§ 課題一覧
- 1) チレコドンの記事にある「万物想という和名の由来は分かりませんが、何とも風情のあるネーミングではないでしょうか。」という一文を英語に訳してください。
- 2) チレコドンの記事から、「小さいながら何とも言えない存」で始まり「万物想の和名で呼ばれるチレコドンの代表種。」で終わる部分を一字一句そのまま書き写してください。

§ 読む文章
════════════════════

寒い季節に熱が高まる、冬型塊根の魅力「チレコドン編」。
寒さも一段と厳しくなってきた11月下旬、私の住む長野では最低気温が氷点下になる日も出てきました。
夏型の塊根植物は休眠期に入り、暖かい屋内で春の訪れをじっと待つ季節。そんな寒い季節に愛好家たちの熱が高まるのが、秋から春にかけて生育期となる冬型の塊根植物。
今回は、冬型塊根の中でもマニアックな品種も多く愛好家に人気の「チレコドン属」の植物をいくつかご紹介させていただききます。
超小型の人気種、ノルテーイ。
小型な品種が多く存在するチレコドン属の中でも、超小型種と呼ばれるほど小さなチレコドン・ノルテーイ。南アフリカ・西ケープ州が原産の希少種です。
生育期に展開する多肉質な葉が特徴的で、表面には赤い斑点模様が浮かび細かな微毛に覆われています。塊根部は最大でも5㎝以下ぐらいにしか成長しない品種です。
小さいながら何とも言えない存在感があり、その可愛らしさから女性人気も高い植物です。参考価格:1万3200円
爬虫類っぽさが漂うルブロベノーサス。
南アフリカ、ナミビアなどに自生するチレコドン・ルブロベノーサス。流通もそれほど多くはない品種ですが、ウロコの様な跡が残る白っぽい表皮はどことなく爬虫類感があり、マニアックな品種を好む愛好家に人気の品種です。
こちらは南アフリカの現地球で、チレコドン属らしい肉厚な葉を出し始めています。参考価格:1万9800円
万物想の和名で呼ばれるチレコドンの代表種。
正式な名称はチレコドン・レティキュラーツスですが、万物想という和名の方が有名なチレコドン属の代表格ともいえる人気種。
南アフリカからナミビアの乾燥地帯であるナマクアランドに自生しており、花が咲いた後の花茎が枯れて残る姿が特徴的です。画像の個体の様に枯れた花柄が密集した個体は「アフロタイプ」などと呼ばれ人気があります。
万物想という和名の由来は分かりませんが、何とも風情のあるネーミングではないでしょうか。
※過去に撮影した資料画像のため、価格表記は無し。
可愛らしい万物想の実生株。
親指サイズほどの、万物想の実生株。花茎が多く残った現地球の様な迫力はありませんが、小さな実生株も人気があります。

════════════════════

§ 提示情報
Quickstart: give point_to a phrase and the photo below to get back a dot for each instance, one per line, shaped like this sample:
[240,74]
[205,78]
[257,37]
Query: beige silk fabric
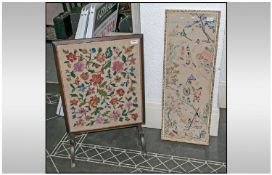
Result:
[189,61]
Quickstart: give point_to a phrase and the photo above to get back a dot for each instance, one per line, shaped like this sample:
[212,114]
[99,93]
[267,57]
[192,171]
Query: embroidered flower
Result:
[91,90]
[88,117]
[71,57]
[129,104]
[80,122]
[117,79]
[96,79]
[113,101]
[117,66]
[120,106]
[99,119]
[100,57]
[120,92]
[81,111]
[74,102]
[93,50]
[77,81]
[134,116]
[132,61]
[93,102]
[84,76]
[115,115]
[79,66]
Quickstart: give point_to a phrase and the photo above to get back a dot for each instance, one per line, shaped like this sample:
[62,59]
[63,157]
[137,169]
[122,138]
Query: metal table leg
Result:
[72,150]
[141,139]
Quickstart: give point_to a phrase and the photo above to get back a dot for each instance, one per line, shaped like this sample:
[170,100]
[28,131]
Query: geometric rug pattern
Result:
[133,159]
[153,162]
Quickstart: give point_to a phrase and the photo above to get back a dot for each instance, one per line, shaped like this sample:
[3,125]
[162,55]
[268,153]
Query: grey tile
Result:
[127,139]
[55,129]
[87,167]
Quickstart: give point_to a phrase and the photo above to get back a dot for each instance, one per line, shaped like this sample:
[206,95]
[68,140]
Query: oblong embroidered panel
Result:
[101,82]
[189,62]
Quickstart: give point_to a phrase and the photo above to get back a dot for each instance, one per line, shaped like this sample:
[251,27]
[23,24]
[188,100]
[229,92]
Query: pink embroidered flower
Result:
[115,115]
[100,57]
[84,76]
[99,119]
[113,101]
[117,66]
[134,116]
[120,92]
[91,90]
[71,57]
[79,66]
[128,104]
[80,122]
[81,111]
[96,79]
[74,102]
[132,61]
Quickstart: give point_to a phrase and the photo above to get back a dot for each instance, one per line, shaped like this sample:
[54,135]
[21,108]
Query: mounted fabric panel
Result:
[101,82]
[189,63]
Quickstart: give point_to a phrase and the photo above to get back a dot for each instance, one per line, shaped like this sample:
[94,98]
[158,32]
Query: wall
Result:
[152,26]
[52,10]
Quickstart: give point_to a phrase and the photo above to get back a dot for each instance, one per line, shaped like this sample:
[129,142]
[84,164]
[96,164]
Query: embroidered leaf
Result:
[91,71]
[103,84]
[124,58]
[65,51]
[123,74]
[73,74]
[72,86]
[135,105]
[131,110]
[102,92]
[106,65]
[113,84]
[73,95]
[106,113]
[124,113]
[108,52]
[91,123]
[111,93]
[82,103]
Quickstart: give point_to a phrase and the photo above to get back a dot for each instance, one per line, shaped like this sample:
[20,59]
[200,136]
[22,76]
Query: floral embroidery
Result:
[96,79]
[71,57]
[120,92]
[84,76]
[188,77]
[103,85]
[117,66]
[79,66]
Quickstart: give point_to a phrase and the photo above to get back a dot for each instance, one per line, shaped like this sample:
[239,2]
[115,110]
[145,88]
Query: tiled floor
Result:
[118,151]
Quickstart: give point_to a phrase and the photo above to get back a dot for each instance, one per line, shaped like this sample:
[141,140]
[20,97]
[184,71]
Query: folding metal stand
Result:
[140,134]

════════════════════

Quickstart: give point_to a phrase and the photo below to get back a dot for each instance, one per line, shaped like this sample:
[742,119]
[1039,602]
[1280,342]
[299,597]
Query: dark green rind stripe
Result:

════════════════════

§ 課題別の解答
- 1) The origin of the Japanese name "Banbutsuso" is unknown, but isn't it a wonderfully charming name?

- 2)
小さいながら何とも言えない存在感があり、その可愛らしさから女性人気も高い植物です。参考価格:1万3200円
爬虫類っぽさが漂うルブロベノーサス。
南アフリカ、ナミビアなどに自生するチレコドン・ルブロベノーサス。流通もそれほど多くはない品種ですが、ウロコの様な跡が残る白っぽい表皮はどことなく爬虫類感があり、マニアックな品種を好む愛好家に人気の品種です。
こちらは南アフリカの現地球で、チレコドン属らしい肉厚な葉を出し始めています。参考価格:1万9800円
万物想の和名で呼ばれるチレコドンの代表種。